» Assignment:
Each line in the entries below that holds the string "oven" must be copied.

-- Data for this exercise follows --

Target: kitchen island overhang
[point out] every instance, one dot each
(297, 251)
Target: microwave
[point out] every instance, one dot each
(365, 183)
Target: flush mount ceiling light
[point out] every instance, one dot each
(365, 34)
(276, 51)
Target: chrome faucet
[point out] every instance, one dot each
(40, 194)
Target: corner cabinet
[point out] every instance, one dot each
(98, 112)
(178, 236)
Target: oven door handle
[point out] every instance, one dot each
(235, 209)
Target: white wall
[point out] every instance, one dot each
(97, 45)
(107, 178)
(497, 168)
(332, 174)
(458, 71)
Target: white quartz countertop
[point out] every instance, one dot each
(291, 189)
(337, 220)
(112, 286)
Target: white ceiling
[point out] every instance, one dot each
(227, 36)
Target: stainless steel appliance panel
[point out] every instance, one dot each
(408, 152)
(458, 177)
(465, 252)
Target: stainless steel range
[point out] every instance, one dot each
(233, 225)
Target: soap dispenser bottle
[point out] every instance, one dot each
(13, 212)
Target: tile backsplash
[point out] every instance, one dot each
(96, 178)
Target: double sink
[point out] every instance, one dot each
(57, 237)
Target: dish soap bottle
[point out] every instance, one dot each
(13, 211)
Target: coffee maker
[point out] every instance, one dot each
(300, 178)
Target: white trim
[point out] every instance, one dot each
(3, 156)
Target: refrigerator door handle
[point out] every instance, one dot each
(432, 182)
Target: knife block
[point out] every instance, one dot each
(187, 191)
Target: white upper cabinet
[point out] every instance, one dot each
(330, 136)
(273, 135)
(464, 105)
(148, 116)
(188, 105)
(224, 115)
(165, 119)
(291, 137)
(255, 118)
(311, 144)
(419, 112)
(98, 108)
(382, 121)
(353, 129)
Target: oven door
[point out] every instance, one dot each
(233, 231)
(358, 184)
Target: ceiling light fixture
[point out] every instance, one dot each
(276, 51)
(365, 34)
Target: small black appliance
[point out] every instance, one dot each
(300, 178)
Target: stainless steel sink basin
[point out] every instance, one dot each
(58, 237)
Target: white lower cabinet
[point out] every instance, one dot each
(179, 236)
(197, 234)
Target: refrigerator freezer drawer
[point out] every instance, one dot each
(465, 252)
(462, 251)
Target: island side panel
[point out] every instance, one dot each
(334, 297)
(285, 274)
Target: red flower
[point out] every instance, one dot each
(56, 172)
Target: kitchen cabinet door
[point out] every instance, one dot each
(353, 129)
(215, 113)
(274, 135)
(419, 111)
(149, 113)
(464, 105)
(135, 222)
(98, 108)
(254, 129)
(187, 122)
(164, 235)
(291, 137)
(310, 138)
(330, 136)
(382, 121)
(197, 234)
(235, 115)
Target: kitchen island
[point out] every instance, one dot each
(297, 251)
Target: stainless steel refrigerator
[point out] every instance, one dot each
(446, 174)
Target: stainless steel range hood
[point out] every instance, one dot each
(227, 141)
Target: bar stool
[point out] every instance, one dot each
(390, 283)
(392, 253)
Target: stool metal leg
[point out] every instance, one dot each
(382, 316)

-- Data for this exercise concluded --

» Exercise output:
Target: oven door handle
Target: oven door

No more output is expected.